Input material Block Start

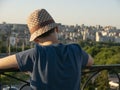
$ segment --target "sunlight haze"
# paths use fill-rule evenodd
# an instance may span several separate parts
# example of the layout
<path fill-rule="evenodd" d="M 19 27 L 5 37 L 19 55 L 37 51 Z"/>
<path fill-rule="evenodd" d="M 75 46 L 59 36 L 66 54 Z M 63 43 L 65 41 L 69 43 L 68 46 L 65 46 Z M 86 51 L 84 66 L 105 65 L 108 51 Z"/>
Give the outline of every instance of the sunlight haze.
<path fill-rule="evenodd" d="M 102 25 L 120 29 L 119 0 L 0 0 L 0 23 L 23 23 L 36 9 L 45 8 L 57 23 Z"/>

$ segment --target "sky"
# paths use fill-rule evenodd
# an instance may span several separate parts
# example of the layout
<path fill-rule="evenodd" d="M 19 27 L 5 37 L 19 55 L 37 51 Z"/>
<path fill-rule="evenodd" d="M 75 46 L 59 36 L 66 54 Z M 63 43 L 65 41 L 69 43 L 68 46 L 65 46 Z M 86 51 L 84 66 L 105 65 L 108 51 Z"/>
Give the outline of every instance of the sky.
<path fill-rule="evenodd" d="M 0 23 L 26 24 L 29 14 L 41 8 L 64 25 L 111 25 L 120 29 L 120 0 L 0 0 Z"/>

Input material Block End

■ **What you need to do**: Find each line of the data above that holds the word "segment", then copy it.

■ **Solution to this exercise**:
$ segment --target "sunlight haze"
$ segment --target "sky"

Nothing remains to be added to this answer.